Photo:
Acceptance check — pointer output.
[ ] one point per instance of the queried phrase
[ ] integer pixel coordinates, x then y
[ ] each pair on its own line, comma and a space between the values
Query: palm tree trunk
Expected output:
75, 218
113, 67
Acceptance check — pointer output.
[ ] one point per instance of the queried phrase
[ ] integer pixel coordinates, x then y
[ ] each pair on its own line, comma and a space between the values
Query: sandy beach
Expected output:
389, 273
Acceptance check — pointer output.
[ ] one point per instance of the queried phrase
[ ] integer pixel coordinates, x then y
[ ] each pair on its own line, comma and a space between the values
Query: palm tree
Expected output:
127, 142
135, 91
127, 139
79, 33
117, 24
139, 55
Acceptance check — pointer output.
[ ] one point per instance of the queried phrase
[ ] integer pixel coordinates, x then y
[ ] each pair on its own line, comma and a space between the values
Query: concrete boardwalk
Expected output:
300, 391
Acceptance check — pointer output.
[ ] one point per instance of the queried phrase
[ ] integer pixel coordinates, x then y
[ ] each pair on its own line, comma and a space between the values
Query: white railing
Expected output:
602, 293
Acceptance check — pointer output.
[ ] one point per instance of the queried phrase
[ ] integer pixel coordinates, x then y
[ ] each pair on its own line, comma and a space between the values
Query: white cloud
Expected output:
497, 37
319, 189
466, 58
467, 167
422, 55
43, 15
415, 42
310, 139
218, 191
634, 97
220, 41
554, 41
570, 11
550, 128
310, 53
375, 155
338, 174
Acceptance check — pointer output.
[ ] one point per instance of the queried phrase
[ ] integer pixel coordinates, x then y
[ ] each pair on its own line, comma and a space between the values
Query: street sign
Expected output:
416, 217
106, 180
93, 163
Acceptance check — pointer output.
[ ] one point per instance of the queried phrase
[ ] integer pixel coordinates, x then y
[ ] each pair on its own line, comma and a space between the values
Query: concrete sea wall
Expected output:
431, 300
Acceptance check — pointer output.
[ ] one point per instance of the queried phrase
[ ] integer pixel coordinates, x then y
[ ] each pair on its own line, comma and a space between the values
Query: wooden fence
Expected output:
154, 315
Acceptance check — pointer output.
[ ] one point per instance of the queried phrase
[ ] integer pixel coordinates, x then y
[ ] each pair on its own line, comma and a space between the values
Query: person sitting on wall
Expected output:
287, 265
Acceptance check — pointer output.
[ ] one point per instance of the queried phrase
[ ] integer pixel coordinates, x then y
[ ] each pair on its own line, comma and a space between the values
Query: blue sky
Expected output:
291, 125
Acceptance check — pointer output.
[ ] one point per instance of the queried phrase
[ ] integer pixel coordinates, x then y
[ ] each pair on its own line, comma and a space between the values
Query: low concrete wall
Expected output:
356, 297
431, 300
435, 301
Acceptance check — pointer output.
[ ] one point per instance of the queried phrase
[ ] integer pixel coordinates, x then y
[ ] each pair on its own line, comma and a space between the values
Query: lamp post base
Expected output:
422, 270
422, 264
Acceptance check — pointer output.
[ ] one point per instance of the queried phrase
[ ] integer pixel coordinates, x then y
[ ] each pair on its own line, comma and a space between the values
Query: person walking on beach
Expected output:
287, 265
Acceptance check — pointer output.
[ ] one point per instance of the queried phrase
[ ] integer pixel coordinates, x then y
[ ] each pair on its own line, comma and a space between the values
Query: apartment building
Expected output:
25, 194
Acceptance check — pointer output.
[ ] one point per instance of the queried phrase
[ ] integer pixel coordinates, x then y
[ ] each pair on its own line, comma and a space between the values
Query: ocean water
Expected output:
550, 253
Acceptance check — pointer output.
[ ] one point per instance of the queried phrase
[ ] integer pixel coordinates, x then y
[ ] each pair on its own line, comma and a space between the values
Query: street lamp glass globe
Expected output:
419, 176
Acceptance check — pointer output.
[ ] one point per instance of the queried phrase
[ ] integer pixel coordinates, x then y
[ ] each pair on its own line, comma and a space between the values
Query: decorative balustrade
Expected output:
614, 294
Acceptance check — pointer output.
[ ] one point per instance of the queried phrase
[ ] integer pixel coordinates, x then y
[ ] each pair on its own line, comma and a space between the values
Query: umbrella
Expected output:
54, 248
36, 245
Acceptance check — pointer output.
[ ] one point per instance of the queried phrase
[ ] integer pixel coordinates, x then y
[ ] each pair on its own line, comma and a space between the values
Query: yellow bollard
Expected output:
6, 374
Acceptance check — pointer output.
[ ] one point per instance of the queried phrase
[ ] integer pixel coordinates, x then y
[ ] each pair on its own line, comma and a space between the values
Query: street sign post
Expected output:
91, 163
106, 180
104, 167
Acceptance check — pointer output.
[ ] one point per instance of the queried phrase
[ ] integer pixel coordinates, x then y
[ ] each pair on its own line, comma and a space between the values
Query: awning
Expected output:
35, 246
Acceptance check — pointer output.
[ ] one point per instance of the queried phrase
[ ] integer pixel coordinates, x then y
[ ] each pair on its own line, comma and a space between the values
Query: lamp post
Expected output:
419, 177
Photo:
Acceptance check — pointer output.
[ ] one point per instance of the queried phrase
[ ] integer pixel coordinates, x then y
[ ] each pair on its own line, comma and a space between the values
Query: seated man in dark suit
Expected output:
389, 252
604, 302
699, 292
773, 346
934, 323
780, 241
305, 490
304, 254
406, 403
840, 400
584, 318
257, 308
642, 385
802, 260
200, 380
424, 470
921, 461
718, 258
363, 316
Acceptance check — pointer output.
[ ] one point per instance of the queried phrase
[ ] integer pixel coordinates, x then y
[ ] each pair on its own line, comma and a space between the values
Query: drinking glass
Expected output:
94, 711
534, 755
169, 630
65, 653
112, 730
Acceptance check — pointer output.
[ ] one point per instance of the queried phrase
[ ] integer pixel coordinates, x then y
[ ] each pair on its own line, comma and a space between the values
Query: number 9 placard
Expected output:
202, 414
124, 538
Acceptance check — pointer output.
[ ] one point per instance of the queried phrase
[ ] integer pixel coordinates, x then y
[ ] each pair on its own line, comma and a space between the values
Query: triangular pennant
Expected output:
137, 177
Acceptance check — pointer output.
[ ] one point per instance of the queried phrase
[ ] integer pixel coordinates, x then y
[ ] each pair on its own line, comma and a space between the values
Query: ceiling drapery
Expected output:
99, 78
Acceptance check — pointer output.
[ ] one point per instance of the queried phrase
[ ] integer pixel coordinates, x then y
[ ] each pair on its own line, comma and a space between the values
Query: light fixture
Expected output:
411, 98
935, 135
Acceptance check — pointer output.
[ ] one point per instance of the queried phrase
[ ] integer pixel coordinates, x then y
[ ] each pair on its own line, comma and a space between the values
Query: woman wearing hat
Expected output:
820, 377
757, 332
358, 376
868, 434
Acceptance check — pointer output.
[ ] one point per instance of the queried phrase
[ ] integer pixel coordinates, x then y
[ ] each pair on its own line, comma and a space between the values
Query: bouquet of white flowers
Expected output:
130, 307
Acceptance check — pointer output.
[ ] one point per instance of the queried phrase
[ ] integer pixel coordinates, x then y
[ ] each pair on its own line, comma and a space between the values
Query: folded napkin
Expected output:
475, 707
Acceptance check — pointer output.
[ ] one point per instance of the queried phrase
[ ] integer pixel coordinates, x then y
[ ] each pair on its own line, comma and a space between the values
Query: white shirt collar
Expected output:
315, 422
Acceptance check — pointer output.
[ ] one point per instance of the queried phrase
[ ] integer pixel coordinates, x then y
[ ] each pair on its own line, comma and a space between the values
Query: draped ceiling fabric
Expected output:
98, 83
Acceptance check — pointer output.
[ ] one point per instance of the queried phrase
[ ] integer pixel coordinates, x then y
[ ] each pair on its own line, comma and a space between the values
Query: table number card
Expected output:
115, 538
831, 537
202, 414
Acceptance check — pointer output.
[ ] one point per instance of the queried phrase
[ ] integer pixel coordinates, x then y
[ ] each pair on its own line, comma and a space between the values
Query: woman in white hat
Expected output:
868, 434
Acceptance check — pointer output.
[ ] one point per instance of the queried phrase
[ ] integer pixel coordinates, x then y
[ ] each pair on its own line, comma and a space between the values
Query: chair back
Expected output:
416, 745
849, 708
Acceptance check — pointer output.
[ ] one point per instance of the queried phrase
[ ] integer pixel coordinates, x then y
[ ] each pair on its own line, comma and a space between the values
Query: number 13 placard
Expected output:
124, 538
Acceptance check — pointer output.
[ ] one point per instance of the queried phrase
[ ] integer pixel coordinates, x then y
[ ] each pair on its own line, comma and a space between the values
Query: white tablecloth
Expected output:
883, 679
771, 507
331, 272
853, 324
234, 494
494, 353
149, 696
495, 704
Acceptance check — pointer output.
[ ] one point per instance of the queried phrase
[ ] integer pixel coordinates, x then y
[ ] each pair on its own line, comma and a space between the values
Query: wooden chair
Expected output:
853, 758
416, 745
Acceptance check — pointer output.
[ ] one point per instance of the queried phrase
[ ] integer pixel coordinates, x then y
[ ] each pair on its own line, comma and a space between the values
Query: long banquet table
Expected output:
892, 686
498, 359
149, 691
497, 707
================
The exercise | Which lines in the records contain the word "person"? Report each of those lines in full.

Answer below |
Query: person sitting on wall
Query: person walking on beach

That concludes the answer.